(begin)
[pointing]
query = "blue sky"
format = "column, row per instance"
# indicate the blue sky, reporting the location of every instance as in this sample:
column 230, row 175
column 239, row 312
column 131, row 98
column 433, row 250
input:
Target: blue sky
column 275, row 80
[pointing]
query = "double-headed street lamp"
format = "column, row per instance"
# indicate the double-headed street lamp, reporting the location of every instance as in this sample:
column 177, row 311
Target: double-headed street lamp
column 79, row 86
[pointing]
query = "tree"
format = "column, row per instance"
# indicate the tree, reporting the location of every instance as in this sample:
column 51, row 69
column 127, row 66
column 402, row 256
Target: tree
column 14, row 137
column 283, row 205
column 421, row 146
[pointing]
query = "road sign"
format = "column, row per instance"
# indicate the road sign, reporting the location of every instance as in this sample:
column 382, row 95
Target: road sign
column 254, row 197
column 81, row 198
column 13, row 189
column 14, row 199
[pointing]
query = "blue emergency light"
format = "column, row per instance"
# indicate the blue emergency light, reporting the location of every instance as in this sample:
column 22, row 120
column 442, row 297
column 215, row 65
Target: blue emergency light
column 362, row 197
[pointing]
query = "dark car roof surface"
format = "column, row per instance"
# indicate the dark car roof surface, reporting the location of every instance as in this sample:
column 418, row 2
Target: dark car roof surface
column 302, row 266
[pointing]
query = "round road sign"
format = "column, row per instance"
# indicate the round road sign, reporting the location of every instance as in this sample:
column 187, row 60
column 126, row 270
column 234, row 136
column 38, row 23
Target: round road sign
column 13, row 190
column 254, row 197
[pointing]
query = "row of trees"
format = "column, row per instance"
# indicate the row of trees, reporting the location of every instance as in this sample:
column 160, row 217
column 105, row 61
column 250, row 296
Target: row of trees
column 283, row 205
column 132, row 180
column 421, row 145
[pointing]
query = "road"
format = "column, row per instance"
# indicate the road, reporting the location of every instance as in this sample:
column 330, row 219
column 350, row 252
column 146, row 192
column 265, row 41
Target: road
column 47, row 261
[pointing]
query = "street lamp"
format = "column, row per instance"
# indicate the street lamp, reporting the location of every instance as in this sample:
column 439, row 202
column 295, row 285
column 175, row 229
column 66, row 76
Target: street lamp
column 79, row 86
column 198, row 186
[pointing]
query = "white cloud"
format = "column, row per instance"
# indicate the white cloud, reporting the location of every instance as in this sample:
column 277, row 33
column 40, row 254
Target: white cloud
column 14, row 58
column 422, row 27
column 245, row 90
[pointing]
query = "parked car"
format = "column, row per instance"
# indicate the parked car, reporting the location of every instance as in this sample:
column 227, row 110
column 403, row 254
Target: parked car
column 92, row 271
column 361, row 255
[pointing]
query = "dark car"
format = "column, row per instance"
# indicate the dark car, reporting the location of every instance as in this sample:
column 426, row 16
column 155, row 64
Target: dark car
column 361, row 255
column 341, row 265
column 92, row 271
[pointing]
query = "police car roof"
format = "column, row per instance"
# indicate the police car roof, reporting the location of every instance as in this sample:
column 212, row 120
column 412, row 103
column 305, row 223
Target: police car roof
(end)
Update the listing above by replacing every "instance" with "occurrence" and leaving everything else unchanged.

• **Reply to the task**:
[pointing]
query = "blue sky"
format = "column, row per occurrence"
# indicate the blue sky, reporting the location of every occurrence as in this sample:
column 230, row 175
column 239, row 312
column 131, row 98
column 433, row 250
input:
Target: blue sky
column 275, row 80
[pointing]
query = "double-headed street lamp"
format = "column, row per occurrence"
# indicate the double-headed street lamp, reporting the location of every occurrence as in this sample:
column 177, row 311
Target: double-headed street lamp
column 79, row 86
[pointing]
query = "tree"
format = "column, row per occurrence"
# indicate the tree, reporting the location of every occurrence as in this sample:
column 51, row 69
column 127, row 66
column 402, row 256
Target: tree
column 14, row 137
column 283, row 205
column 421, row 146
[pointing]
query = "road sign"
format = "column, row per occurrence"
# indicate the road sign, reporting the location of every occurrence as in this sample:
column 382, row 95
Target: road sign
column 254, row 197
column 81, row 198
column 13, row 189
column 14, row 199
[pointing]
query = "blue emergency light"
format = "column, row per occurrence"
# indicate the blue emergency light, reporting the location of every occurrence as in this sample:
column 22, row 120
column 442, row 297
column 215, row 65
Target: blue emergency light
column 362, row 197
[pointing]
query = "dark car roof surface"
format = "column, row per occurrence"
# indicate the dark car roof surface, reporting the location of every occurrence as in this sample:
column 418, row 2
Target: dark car roof surface
column 302, row 266
[pointing]
query = "round road sign"
format = "column, row per occurrence"
# indicate the round road sign, reporting the location of every occurrence as in this sample:
column 187, row 60
column 126, row 270
column 234, row 136
column 38, row 23
Target: round road sign
column 13, row 190
column 254, row 197
[pointing]
query = "row of trees"
format = "column, row per occurrence"
# indicate the row of trees, reporting the location of every occurrence as in this sample:
column 160, row 217
column 105, row 61
column 250, row 296
Target: row of trees
column 283, row 205
column 132, row 180
column 421, row 145
[pointing]
query = "road"
format = "column, row per occurrence"
# indicate the road, reporting the location of every occurrence as in this sample:
column 330, row 219
column 350, row 252
column 146, row 192
column 265, row 41
Target: road
column 47, row 261
[pointing]
query = "street lamp"
format = "column, row per occurrence"
# indicate the street lamp, reporting the location of every occurrence as in this sample:
column 439, row 202
column 295, row 285
column 175, row 229
column 66, row 76
Target: street lamp
column 79, row 86
column 198, row 186
[pointing]
query = "white cloud"
format = "column, row per occurrence"
# indicate the white cloud, reporting the location of every occurrence as in this sample:
column 277, row 33
column 40, row 254
Target: white cloud
column 14, row 58
column 422, row 27
column 245, row 90
[pointing]
query = "parked car"
format = "column, row per occurrence"
# indicate the parked car, reporting the location of every occurrence as in this sample:
column 227, row 110
column 403, row 254
Target: parked car
column 92, row 271
column 361, row 255
[pointing]
query = "dark car"
format = "column, row per occurrence"
# indicate the dark car, reporting the location of every occurrence as in this sample:
column 426, row 16
column 155, row 64
Target: dark car
column 361, row 255
column 341, row 265
column 92, row 271
[pointing]
query = "police car roof"
format = "column, row per occurrence"
# indicate the police car roof, reporting the location of every occurrence as in this sample:
column 212, row 120
column 412, row 103
column 305, row 223
Target: police car roof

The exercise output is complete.